- GIVEN EXERCISE -
Render the listing below as a Markdown table with the columns Row and Line, starting with the line that contains "point: fabric fold" and going on through the final line of the listing. Number each line in Row and leave out blank lines.

- Entries from a point annotation set -
-- Start --

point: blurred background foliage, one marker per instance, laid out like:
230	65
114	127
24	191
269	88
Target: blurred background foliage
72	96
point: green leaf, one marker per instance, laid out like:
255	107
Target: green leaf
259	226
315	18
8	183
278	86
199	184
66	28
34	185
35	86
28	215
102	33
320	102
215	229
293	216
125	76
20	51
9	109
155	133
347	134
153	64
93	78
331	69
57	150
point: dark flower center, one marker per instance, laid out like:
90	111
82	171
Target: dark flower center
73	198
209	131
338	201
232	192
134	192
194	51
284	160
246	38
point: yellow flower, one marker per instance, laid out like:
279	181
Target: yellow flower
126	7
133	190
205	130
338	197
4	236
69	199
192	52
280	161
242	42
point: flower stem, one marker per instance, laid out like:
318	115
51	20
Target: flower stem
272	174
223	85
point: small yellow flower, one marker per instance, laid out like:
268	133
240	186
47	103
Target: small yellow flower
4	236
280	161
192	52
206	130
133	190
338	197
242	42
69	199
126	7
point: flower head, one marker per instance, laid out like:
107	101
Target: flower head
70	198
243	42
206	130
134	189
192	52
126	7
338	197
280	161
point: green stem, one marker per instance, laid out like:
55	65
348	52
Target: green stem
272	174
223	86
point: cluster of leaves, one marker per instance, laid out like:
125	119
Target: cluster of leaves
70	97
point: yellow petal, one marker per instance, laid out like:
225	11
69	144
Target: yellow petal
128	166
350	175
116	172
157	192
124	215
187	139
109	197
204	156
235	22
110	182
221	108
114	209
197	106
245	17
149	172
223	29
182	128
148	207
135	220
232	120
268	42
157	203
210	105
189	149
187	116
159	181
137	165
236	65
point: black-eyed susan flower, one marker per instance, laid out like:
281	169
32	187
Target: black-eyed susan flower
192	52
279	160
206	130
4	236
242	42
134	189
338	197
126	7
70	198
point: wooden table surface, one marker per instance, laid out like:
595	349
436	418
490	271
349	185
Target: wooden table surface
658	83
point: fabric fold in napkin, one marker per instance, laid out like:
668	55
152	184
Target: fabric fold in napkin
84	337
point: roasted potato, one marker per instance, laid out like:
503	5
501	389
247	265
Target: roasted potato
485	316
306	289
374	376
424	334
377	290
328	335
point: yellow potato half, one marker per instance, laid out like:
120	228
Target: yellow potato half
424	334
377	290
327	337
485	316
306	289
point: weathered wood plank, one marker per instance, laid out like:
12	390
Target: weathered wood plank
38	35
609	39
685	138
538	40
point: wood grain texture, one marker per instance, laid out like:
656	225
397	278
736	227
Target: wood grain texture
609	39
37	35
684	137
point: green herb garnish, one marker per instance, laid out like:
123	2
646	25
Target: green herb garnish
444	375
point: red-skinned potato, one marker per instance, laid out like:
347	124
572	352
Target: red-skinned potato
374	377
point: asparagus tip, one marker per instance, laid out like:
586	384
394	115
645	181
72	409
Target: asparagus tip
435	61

-- End --

- SOLUTION FOR THIS EXERCISE -
| Row | Line |
|---|---|
| 1 | point: fabric fold in napkin, one marker per instance, laid out like: |
| 2 | 668	55 |
| 3 | 152	184 |
| 4 | Target: fabric fold in napkin |
| 5 | 84	337 |
| 6 | point: roasted potato, one marker per instance, laid out like: |
| 7 | 503	5 |
| 8 | 501	389 |
| 9 | 247	265 |
| 10 | Target: roasted potato |
| 11 | 485	316 |
| 12 | 306	289 |
| 13 | 374	376 |
| 14 | 424	334 |
| 15 | 377	290 |
| 16 | 328	335 |
| 17 | point: yellow potato half, one marker per instance, laid out like: |
| 18 | 120	228 |
| 19 | Target: yellow potato half |
| 20 | 424	334 |
| 21 | 377	290 |
| 22 | 327	337 |
| 23 | 485	316 |
| 24 | 306	289 |
| 25 | point: weathered wood plank, one marker per instance, laid out like: |
| 26 | 12	390 |
| 27 | Target: weathered wood plank |
| 28 | 38	35 |
| 29 | 609	39 |
| 30 | 685	138 |
| 31 | 538	40 |
| 32 | point: wood grain texture, one marker per instance, laid out like: |
| 33 | 656	225 |
| 34 | 397	278 |
| 35 | 736	227 |
| 36 | Target: wood grain texture |
| 37 | 609	39 |
| 38 | 37	35 |
| 39 | 684	137 |
| 40 | point: green herb garnish, one marker per instance, laid out like: |
| 41 | 123	2 |
| 42 | 646	25 |
| 43 | Target: green herb garnish |
| 44 | 444	375 |
| 45 | point: red-skinned potato, one marker per instance, laid out like: |
| 46 | 347	124 |
| 47 | 572	352 |
| 48 | Target: red-skinned potato |
| 49 | 374	377 |
| 50 | point: asparagus tip, one marker per instance, laid out like: |
| 51 | 586	384 |
| 52 | 394	115 |
| 53 | 645	181 |
| 54 | 72	409 |
| 55 | Target: asparagus tip |
| 56 | 435	61 |